* BEGIN Records for processing *
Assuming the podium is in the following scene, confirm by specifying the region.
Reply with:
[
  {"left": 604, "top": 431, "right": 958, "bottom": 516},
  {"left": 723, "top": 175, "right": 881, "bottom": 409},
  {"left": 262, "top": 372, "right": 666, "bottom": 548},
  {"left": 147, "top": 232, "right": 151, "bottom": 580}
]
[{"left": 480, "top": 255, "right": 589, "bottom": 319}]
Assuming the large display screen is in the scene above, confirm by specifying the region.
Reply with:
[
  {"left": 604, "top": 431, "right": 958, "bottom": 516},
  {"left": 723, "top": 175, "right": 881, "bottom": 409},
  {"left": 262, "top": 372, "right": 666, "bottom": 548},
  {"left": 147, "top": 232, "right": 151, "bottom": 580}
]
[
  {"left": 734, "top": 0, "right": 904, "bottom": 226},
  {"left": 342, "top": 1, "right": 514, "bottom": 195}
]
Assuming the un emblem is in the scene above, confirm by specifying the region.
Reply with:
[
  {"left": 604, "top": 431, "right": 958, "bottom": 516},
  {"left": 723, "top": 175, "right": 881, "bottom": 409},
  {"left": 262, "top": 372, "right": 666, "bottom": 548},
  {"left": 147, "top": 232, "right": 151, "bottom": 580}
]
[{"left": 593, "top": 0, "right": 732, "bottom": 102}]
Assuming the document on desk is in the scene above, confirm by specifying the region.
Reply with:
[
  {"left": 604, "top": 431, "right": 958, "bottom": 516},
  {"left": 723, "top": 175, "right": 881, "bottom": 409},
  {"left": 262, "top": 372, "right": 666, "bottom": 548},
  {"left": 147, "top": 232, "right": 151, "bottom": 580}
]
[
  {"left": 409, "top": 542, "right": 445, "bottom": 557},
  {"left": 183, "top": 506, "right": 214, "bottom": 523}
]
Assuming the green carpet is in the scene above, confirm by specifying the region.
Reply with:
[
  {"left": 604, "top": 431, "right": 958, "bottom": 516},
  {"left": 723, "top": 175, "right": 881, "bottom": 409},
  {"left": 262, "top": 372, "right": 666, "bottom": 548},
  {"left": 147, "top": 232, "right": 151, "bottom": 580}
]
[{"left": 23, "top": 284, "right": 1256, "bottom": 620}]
* END Records for processing *
Written problem
Count the lines of the preceding listing that contain the word "above". Reply with the number alone.

Full solution
4